Data for this task:
◇ ◇ ◇ ◇ ◇ ◇ ◇

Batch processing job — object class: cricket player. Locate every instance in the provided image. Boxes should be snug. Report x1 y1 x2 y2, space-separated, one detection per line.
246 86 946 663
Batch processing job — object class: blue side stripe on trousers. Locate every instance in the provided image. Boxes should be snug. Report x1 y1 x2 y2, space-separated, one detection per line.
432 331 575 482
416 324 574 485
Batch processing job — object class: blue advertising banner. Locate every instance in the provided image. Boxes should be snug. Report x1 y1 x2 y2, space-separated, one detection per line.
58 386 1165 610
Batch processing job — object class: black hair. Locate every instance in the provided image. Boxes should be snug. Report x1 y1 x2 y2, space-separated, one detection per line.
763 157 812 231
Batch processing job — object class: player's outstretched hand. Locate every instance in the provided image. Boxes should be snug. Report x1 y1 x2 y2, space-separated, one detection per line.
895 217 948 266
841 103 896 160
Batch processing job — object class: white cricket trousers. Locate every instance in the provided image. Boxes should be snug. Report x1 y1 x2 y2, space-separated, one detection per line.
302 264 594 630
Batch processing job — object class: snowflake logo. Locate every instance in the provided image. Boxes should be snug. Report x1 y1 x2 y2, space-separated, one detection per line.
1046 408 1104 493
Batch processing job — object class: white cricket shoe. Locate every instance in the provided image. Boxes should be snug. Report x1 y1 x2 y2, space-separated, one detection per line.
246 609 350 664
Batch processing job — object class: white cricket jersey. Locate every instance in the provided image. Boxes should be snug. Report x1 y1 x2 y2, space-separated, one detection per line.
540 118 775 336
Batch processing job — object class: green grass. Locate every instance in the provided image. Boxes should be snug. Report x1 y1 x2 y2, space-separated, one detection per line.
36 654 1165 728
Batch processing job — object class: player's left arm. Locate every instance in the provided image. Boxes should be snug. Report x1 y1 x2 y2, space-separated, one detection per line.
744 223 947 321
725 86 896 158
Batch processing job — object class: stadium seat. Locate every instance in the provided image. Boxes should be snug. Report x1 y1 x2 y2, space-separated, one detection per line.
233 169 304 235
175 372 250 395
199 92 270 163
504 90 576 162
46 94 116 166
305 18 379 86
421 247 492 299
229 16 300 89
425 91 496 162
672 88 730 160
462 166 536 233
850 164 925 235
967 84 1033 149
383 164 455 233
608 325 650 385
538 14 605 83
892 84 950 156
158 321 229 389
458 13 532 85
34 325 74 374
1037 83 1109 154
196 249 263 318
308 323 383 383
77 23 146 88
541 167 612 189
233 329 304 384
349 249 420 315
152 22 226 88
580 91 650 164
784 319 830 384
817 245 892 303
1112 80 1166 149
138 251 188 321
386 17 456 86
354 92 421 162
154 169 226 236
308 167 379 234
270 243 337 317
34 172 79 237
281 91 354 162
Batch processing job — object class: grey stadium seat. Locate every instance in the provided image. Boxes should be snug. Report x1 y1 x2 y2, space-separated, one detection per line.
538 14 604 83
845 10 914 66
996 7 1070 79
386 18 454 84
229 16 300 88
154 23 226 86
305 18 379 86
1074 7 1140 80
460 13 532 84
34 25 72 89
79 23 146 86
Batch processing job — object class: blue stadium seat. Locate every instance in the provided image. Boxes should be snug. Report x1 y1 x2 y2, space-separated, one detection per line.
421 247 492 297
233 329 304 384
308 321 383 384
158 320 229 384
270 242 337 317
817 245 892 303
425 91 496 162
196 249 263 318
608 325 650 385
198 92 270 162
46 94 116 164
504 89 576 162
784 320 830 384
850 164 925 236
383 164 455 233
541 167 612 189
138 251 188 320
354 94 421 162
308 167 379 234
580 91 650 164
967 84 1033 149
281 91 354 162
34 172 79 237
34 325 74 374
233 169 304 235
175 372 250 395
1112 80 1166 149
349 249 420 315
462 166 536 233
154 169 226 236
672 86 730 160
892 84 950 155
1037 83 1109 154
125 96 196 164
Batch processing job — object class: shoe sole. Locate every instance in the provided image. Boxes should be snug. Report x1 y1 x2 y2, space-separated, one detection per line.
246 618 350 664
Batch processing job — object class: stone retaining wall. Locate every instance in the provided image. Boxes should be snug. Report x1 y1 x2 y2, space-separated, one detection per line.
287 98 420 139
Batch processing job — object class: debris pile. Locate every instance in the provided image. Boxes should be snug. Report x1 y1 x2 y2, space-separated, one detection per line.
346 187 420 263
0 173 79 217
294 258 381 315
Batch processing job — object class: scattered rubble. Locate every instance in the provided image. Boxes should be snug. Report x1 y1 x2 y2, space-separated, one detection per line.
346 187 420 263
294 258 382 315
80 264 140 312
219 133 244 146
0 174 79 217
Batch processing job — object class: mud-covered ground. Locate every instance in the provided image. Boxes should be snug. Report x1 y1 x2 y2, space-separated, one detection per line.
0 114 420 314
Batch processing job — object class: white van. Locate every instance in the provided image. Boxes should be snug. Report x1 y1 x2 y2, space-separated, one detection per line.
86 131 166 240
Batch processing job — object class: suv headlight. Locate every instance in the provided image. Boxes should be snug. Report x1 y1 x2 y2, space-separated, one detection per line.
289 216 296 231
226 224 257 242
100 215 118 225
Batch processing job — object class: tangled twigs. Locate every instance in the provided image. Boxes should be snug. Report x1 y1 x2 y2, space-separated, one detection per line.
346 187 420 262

◇ ◇ ◇ ◇ ◇ ◇ ◇

Task to complete: Copy out, without any change, everything in the entries from the line containing "Batch processing job — object class: player's outstretched" down to the line containing "725 86 896 158", counting both of those lines.

Finished exercise:
Batch processing job — object class: player's outstretched hand. Locate every instance in the provided image. Boxes should be snug. Report x1 y1 x2 y2, space-separated, one detection per line.
895 217 948 266
841 103 896 160
Batch processing job — object class: white cricket trousers. Locate every instance in the provided image. Boxes should be snug. Report x1 y1 x2 y2, space-separated, one detection per line.
302 264 594 630
Batch processing job — object class: snowflake logo. Locate every instance in the provided image. Boxes should be snug. Report x1 y1 x2 y2, space-separated, one detection per line.
1046 408 1104 493
Batch processing job — object class: white cricket shoe. Locate every instance in the provided image. Boxes should be snug. Report x1 y1 x2 y2, space-separated, one detection per line.
246 609 350 664
Batch processing job — object class: white cricket jersey. Locate every instance in the provided image. Boxes should be snug. Report x1 y1 x2 y2, space-separated, one detection per line.
540 118 775 336
Batch processing job — object class: green grass. Locate every instance in the provided image. Boxes should be snug. Report x1 y1 x2 y2, space-separated, one detection per line.
36 654 1165 728
Batch processing job — object class: player's left arm. Locate every instance in the provided image. Boxes should be snug. Report x1 y1 x2 y2, space-separated, one detection per line.
744 223 947 321
725 86 896 158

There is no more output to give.